## DOCUMENT EXTRACT
New Mexico Willd – Protecting New Mexico’s Wilderness, Wildlife, and Water
Featured image: courtesy of New Mexico Wild
The New Mexico Wilderness Alliance (New Mexico Wild) is dedicated to the “protection, restoration, and continued enjoyment of New Mexico’s wildlands and wilderness areas.”
Highly regarded for building diverse coalitions to protect public lands involving “ranchers, sportsmen, land grants, acequia communities, tribal and religious leaders, scientists, youth, and community leaders,” their work is supported by a growing statewide and national membership.
Back in 1995, several of us at Rewilding Earth participated in the first New Mexico Wilderness Conference that had been held in many years. After the Conference, wilderness enthusiasts joined together to support support the Fish and Wildlife’s Mexican Gray Wolf reintroduction led by Dave Parsons and then to gather interested wilderness supporters in the formation of a new organization in 1997, the New Mexico Wilderness Alliance.
We at Rewilding Earth are inspired and encouraged by the good work the Alliance does. They engage the community in stewardship and restoration of New Mexico’s wild public lands and advocate for upgrading the status of public lands. NM Wild works for the conservation gold standard of Wilderness protection under the Wilderness Act of 1964. Wilderness honors history and cultural heritage, helps watersheds and air quality and the overall health of our planet, and provides critical habitat for threatened species and supports biodiversity.

## DATA EXTRACT
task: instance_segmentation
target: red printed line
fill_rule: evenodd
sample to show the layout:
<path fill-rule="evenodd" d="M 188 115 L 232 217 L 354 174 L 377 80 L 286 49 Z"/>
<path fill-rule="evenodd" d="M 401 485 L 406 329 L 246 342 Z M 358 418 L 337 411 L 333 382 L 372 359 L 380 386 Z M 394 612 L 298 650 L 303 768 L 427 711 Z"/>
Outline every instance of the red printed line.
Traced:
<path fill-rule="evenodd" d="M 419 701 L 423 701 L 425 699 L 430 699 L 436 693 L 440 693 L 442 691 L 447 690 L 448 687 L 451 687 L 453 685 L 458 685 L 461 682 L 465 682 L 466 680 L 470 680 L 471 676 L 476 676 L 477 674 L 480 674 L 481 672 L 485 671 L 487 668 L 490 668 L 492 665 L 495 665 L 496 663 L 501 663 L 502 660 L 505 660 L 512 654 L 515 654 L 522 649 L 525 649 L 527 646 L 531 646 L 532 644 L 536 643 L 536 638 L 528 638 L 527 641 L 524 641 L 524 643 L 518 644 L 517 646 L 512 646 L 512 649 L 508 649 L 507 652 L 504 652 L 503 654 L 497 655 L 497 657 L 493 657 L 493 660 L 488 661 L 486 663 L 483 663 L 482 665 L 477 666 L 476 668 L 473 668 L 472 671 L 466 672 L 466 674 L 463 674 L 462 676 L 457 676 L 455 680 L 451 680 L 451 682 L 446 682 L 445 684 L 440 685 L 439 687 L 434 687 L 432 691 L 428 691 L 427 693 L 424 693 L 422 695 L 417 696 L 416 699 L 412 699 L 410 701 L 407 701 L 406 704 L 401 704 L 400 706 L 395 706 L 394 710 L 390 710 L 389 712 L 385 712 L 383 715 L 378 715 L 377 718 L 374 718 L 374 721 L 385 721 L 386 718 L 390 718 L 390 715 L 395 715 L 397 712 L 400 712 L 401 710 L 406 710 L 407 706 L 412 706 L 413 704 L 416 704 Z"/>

## GOAL
Please copy the whole text about New Mexico Wild, word for word.

## EXERCISE OUTPUT
New Mexico Willd – Protecting New Mexico’s Wilderness, Wildlife, and Water
Featured image: courtesy of New Mexico Wild
The New Mexico Wilderness Alliance (New Mexico Wild) is dedicated to the “protection, restoration, and continued enjoyment of New Mexico’s wildlands and wilderness areas.”
Highly regarded for building diverse coalitions to protect public lands involving “ranchers, sportsmen, land grants, acequia communities, tribal and religious leaders, scientists, youth, and community leaders,” their work is supported by a growing statewide and national membership.
Back in 1995, several of us at Rewilding Earth participated in the first New Mexico Wilderness Conference that had been held in many years. After the Conference, wilderness enthusiasts joined together to support support the Fish and Wildlife’s Mexican Gray Wolf reintroduction led by Dave Parsons and then to gather interested wilderness supporters in the formation of a new organization in 1997, the New Mexico Wilderness Alliance.
We at Rewilding Earth are inspired and encouraged by the good work the Alliance does. They engage the community in stewardship and restoration of New Mexico’s wild public lands and advocate for upgrading the status of public lands. NM Wild works for the conservation gold standard of Wilderness protection under the Wilderness Act of 1964. Wilderness honors history and cultural heritage, helps watersheds and air quality and the overall health of our planet, and provides critical habitat for threatened species and supports biodiversity.